• **Directions**: Extend the passage about NTN IoT and drone connectivity, picking up right after its final sentence.

• **Provided passage**:
───

Despite these engineering hurdles, ABI Research identifies this as a critical growth vector in the New Space economy. We are tracking significant market momentum in this sector and will be publishing our comprehensive analysis on the orbital compute market in H1 this year.

A: In terms of the actual verticals, just coming out of Taiwan, for example, I saw quite a few drone OEMs that were touting critical comms connectivity or PNT. I see drones as one of the higher-volume type of use cases where NTN IoT actually makes sense, because drones are one of those verticals where they move in and out of cellular coverage more frequently than, say, other devices.

When you look at NTN IoT that’s on the market right now, a lot of it’s in GEO through Skylo, and basically that’s one of the considerations that you need to have. You’re going to need to be not so worried about latency. You’re going to need to use devices that connect over the frequencies that are required to work on GEO.

───

• **Information provided**:

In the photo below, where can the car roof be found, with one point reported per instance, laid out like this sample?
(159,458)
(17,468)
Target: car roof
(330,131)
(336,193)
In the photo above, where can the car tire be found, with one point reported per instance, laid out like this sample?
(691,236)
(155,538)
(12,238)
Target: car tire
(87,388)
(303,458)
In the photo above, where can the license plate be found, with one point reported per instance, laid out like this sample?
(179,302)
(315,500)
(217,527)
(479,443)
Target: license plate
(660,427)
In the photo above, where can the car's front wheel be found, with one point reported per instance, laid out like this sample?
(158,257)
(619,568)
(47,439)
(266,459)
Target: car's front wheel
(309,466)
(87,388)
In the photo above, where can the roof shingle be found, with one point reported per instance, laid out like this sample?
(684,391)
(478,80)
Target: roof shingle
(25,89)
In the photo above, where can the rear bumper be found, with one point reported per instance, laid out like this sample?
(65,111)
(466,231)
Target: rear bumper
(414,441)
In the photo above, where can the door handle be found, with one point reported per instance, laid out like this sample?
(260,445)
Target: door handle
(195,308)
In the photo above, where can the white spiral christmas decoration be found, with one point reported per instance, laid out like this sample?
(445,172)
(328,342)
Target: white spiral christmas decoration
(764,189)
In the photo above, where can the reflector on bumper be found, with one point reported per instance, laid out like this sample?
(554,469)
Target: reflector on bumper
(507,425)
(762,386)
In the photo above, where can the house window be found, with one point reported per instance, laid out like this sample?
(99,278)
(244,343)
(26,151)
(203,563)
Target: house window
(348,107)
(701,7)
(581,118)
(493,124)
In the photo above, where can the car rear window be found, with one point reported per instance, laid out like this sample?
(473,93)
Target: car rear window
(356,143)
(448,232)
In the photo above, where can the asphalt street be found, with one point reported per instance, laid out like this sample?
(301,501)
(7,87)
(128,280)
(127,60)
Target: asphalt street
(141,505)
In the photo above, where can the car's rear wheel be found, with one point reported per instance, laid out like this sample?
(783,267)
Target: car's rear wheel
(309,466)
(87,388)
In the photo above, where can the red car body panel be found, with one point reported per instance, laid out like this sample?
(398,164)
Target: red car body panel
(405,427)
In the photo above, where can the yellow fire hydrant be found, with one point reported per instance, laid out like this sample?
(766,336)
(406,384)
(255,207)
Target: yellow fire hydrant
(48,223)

───

• **Answer section**:
Some operators adopting the standard say they are doing so because they have a core of customers within aviation and some other segments that operate across cellular and satellite network coverage. Their customers began asking about having a solution that could flip between both types of connectivity. Demand was high enough that the operator decided that adopting the NTN standard made commercial and long-term business sense to them.

We’re seeing that across quite a few verticals. Aviation is one of those, and agriculture and maritime among other areas. There’s an argument being made that if using the standard, you can’t really get high-quality, performance connections as opposed to having a proprietary solution. So, some still view that there’s a limitation on where you can actually use the IoT NTN standard. But we’re still seeing demand and deployment across a few different verticals.

A: There’s a perception that a lot of the current silicon that’s out on the market for IoT NTN is essentially catered to GEO—for Skylo and a lot of GEO solutions. That’s what’s been on the market, so naturally the silicon vendors will pump what they can sell and connect. But telcos and other potential users of IoT NTN are concerned about the viability of the business beyond GEO and if there will be a market for LEO as well.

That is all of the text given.